** Begin **
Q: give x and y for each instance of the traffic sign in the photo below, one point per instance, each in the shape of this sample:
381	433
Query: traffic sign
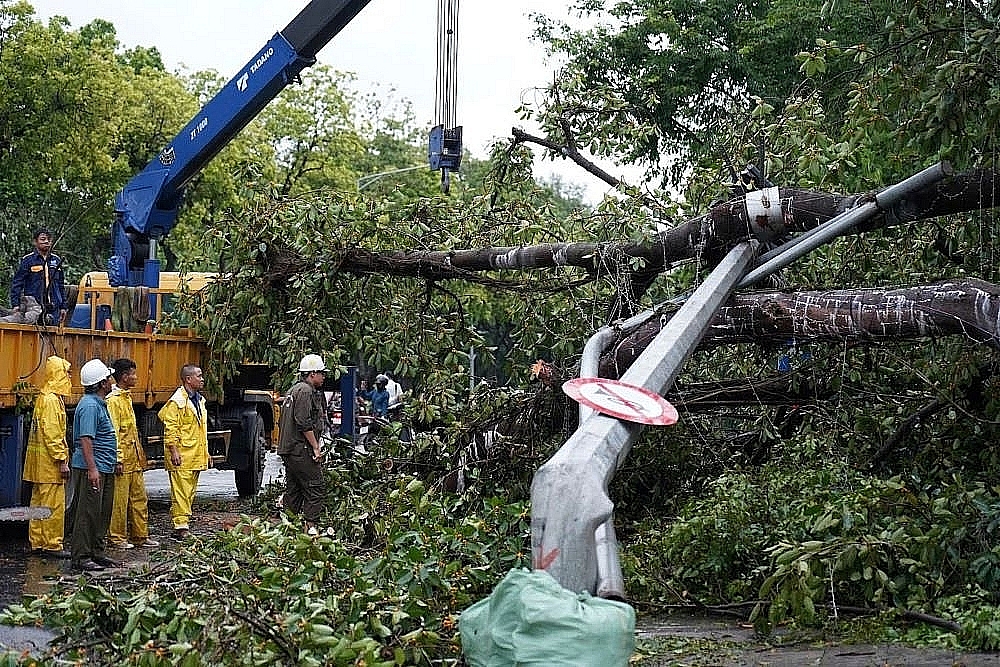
622	400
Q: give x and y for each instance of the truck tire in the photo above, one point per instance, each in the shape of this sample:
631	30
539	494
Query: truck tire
250	479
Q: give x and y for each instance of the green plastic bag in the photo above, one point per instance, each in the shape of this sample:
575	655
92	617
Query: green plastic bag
530	620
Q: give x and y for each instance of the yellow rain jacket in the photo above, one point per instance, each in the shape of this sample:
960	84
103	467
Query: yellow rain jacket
47	439
130	452
186	428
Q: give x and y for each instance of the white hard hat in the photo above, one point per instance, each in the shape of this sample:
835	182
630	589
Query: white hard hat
311	363
93	372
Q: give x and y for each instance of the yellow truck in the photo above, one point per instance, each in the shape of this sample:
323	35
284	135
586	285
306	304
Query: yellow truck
242	417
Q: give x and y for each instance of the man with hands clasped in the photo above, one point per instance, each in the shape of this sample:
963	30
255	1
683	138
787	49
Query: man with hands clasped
302	422
185	446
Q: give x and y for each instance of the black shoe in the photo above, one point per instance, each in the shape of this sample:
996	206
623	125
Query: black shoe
87	566
106	562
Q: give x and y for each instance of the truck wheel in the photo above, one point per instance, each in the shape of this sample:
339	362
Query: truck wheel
249	480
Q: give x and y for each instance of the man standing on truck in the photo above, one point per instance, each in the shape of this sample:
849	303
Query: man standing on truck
46	461
379	396
130	517
94	459
185	446
40	275
301	425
** End **
Pull out every item above and copy it word for word, leaving out the picture.

Exercise answer:
Q: give x and y for each instance of the traffic sign in the photo below, one point per instance, each in the shape of this sample:
381	433
Query: traffic sign
622	400
Q: give x and y for each instance of the truck tire in the photo above, one point per instance, each in the shape of this sample:
631	30
539	494
Query: truck tire
250	479
Q: give x and y for each instance of the green plastic bag in the photo above, one point per instance, each in the shape of this sample:
575	655
92	617
Query: green plastic bag
530	620
Q: give x and y for each instance of the yellow rain jacket in the photo above, one point per instance, each in the shape of this sample:
960	84
103	467
Query: yellow rain jacket
47	439
130	452
186	428
Q: give x and y for each instance of the white hard hat in the photo above, one point per instance, each in the shape of this sample:
835	182
630	589
Query: white hard hat
311	363
93	372
Q: give x and y for each instance of the yellow truck in the photo above, one point per instance, each in the shape of this sample:
323	35
284	135
586	285
306	304
Query: yellow truck
242	417
Q: give x and y for each instance of the man with hands clasped in the photo above, one point per instance, each in the shape of this sample:
963	30
255	1
683	138
787	49
Query: man with hands clasped
302	422
185	446
Q: give x and y for each instance of the black shoe in the photo above, one point per instance, each in the shape of this sample:
996	206
623	125
Query: black shoe
87	566
106	562
Q: give x and y for each instance of the truck wheel in the photo above, one point per instance, each in the shape of this sample:
339	362
Query: truck wheel
249	480
Q: give x and y for each instance of the man standing on truck in the photo above, one point per instance, each in the shape of this sample:
849	303
Query: man standing on truck
46	461
379	396
130	517
94	459
185	446
40	275
301	425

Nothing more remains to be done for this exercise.